WHAT THE TASK REQUIRES:
Your task is to copy the data exactly while leaving out every picture.
Segment Open
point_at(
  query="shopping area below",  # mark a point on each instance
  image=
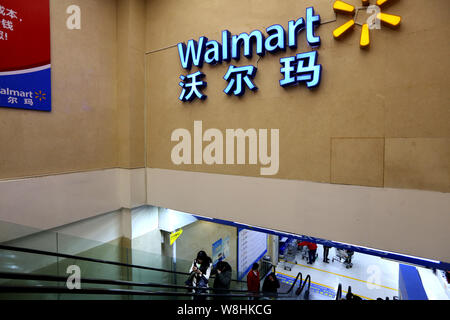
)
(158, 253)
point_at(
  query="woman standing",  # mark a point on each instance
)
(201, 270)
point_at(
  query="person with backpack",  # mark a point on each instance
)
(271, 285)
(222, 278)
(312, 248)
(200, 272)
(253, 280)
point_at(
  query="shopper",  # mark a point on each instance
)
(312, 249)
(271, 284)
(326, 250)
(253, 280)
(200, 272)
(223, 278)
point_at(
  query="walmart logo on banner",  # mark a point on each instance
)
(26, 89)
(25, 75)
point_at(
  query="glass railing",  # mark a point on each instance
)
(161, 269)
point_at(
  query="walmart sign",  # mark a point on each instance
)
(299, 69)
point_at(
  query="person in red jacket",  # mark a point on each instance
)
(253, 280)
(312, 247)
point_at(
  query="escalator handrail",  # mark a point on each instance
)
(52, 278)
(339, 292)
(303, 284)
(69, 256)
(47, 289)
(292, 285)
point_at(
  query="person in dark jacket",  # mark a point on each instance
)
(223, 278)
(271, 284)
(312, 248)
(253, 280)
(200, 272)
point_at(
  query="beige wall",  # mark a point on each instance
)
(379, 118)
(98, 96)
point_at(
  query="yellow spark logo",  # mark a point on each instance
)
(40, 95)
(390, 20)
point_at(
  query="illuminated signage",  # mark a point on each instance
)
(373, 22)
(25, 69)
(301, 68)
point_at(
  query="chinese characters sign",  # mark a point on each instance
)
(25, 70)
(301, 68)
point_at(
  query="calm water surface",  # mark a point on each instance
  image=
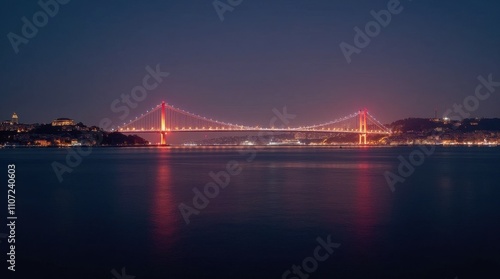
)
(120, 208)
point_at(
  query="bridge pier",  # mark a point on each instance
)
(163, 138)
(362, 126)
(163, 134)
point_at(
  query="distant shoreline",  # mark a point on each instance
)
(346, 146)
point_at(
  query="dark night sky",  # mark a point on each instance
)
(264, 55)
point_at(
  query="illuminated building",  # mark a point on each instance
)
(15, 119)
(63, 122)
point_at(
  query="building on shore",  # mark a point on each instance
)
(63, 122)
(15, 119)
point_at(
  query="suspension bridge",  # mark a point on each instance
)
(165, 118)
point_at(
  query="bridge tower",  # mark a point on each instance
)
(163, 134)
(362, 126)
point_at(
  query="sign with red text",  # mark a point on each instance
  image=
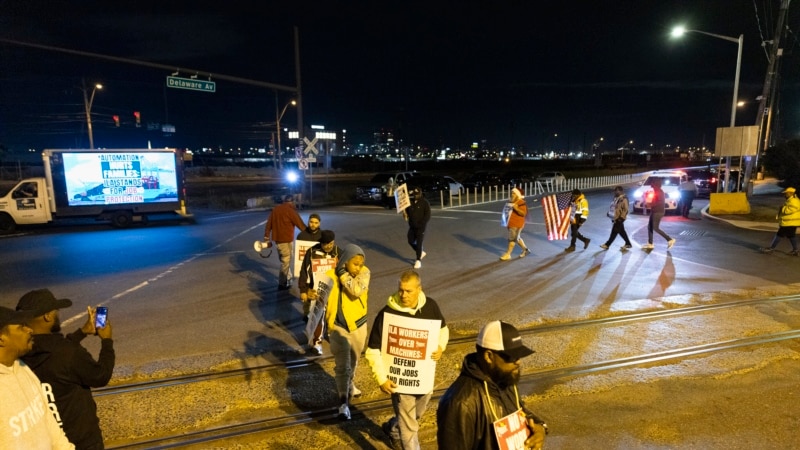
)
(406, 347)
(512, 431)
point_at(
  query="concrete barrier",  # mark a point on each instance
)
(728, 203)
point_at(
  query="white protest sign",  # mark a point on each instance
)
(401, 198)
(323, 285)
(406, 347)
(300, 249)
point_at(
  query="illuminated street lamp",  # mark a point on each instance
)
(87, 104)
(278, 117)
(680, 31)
Segment Closed
WRITTEN RESPONSE:
point_at(
  query="shopping area below",  # mark a point on each instance
  image=
)
(158, 253)
point_at(
  query="woman standing",  # mark a point on each instance
)
(201, 270)
point_at(
  query="person with backpack",  # mark a point on each instance
)
(271, 285)
(222, 278)
(312, 248)
(200, 272)
(253, 280)
point_at(
  query="shopper",  # mark a point on each instance
)
(312, 249)
(271, 284)
(326, 250)
(253, 280)
(200, 272)
(223, 278)
point_at(
  query="walmart logo on banner",  # mark a point on each instance
)
(26, 89)
(25, 75)
point_at(
  query="glass railing",  # mark a point on each instance
)
(161, 269)
point_at(
  query="walmart sign",  # mark a point on each instance
)
(299, 69)
point_at(
  query="person in red jacket",  # mark a point on each instance
)
(253, 280)
(312, 247)
point_at(
  query="escalator handrail",  # mark a point on each instance
)
(52, 278)
(339, 292)
(303, 284)
(69, 256)
(47, 289)
(292, 285)
point_at(
  query="person in dark jacket",  # mark a point on each instance
)
(223, 278)
(271, 284)
(312, 248)
(253, 280)
(200, 272)
point_at(
  query="beige wall",  # mark a point on each instance
)
(379, 118)
(98, 96)
point_at(
  query="yellow spark logo",  # mark a point on each instance
)
(40, 95)
(390, 20)
point_at(
  query="illuminated signage",  # mark a point on each instance
)
(373, 22)
(25, 69)
(301, 68)
point_at(
  query="chinese characters sign",  # mark a point on each instance
)
(25, 70)
(301, 68)
point_at(
  query="calm water surface",  # mark a point on each instance
  image=
)
(120, 208)
point_at(
  query="bridge pier",  # mark a point on each instance
)
(163, 138)
(362, 126)
(163, 134)
point_at(
  query="distant shoreline",  # mark a point on each instance
)
(346, 146)
point_at(
  query="dark night sky",  # mark a point on each instance
)
(264, 55)
point_at(
  query="illuminated building",  # mark a point on each instance
)
(15, 119)
(63, 122)
point_at(
  query="building on shore",  # mark a point on each instance
)
(63, 122)
(15, 119)
point_at(
  query="suspension bridge",  # mark a point on each instance
)
(165, 118)
point_at(
  query="bridge tower",  # mark a point on each instance
)
(163, 134)
(362, 126)
point_at(
  query="sign with red text",  # mark a point on each instance
  image=
)
(406, 347)
(512, 431)
point_at(
  query="concrete barrier",  # mark a point on each instance
)
(728, 203)
point_at(
  query="white protest sign",  # mark a point on each instance
)
(401, 198)
(323, 285)
(406, 347)
(300, 249)
point_at(
  query="illuminated street lamp",  # mark a point on each instance
)
(87, 104)
(278, 117)
(680, 31)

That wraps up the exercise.